> [Exercise]
Your reply should hold exactly the lines from the one that contains "Target: metal railing" through the end of the data. Repeat them word for word.

<<<<

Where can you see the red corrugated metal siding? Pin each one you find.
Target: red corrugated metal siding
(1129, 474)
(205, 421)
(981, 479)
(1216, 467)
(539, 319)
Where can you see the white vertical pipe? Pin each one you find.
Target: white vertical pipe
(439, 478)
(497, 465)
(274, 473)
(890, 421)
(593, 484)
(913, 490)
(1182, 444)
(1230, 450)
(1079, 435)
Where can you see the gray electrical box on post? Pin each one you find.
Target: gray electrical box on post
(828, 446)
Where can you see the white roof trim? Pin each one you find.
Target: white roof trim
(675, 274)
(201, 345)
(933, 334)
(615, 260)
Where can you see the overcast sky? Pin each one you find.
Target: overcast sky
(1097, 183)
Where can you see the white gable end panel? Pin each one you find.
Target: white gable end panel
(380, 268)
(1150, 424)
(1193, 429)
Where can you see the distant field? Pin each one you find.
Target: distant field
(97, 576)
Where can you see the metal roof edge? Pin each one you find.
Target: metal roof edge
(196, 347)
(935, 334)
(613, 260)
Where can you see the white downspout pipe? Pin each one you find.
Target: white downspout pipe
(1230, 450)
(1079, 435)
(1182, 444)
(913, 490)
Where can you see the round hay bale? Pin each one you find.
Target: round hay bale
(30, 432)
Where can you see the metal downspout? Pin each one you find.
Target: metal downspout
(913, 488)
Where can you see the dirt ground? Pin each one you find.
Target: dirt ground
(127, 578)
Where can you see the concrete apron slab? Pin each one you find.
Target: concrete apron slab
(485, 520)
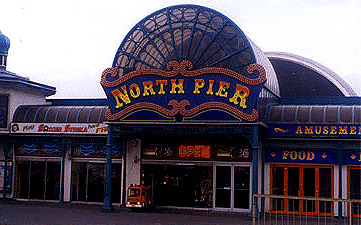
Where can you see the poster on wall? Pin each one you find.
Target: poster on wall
(8, 176)
(3, 111)
(59, 128)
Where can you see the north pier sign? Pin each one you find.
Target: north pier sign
(182, 94)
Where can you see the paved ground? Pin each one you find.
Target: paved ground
(50, 213)
(25, 213)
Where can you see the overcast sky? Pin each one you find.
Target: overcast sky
(67, 44)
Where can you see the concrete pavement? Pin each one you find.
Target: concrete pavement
(22, 213)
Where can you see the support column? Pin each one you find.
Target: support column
(6, 152)
(255, 170)
(107, 205)
(63, 151)
(340, 159)
(124, 185)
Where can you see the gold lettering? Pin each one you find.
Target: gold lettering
(308, 130)
(299, 130)
(182, 151)
(210, 88)
(352, 130)
(293, 155)
(310, 156)
(333, 130)
(325, 130)
(137, 90)
(179, 86)
(148, 86)
(318, 129)
(198, 84)
(342, 130)
(241, 92)
(223, 86)
(302, 155)
(161, 84)
(123, 96)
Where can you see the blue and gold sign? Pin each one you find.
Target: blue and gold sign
(300, 156)
(182, 94)
(353, 158)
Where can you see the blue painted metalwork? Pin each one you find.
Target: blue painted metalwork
(184, 32)
(107, 206)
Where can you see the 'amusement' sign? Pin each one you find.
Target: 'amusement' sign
(180, 94)
(314, 130)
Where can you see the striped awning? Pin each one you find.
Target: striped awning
(59, 114)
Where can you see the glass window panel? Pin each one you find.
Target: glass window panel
(223, 186)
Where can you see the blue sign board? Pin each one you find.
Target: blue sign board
(314, 130)
(353, 158)
(300, 156)
(182, 94)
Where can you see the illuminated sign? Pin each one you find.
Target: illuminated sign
(180, 94)
(353, 158)
(234, 152)
(194, 151)
(314, 130)
(59, 128)
(300, 156)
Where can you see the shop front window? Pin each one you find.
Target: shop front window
(302, 181)
(38, 180)
(184, 186)
(354, 192)
(88, 182)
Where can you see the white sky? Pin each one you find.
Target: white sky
(67, 44)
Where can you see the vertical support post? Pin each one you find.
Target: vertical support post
(255, 169)
(63, 151)
(6, 152)
(124, 172)
(263, 175)
(340, 159)
(107, 205)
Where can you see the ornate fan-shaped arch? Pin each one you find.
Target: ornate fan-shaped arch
(185, 32)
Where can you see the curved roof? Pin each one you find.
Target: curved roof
(302, 77)
(315, 114)
(201, 35)
(12, 79)
(59, 114)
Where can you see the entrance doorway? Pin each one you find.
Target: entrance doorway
(38, 180)
(180, 185)
(88, 182)
(302, 181)
(354, 189)
(232, 189)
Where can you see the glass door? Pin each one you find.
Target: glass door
(38, 180)
(232, 187)
(354, 189)
(223, 186)
(308, 187)
(302, 181)
(241, 187)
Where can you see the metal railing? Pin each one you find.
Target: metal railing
(295, 210)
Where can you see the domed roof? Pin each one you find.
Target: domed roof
(4, 44)
(295, 71)
(195, 33)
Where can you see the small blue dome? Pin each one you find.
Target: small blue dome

>>>>

> [Solution to this task]
Target: metal railing
(295, 210)
Where can you see the domed roof? Pin each one you find.
Target: domed roof
(4, 44)
(295, 71)
(195, 33)
Where can you see the small blue dome? Pin each one you find.
Target: small blue dome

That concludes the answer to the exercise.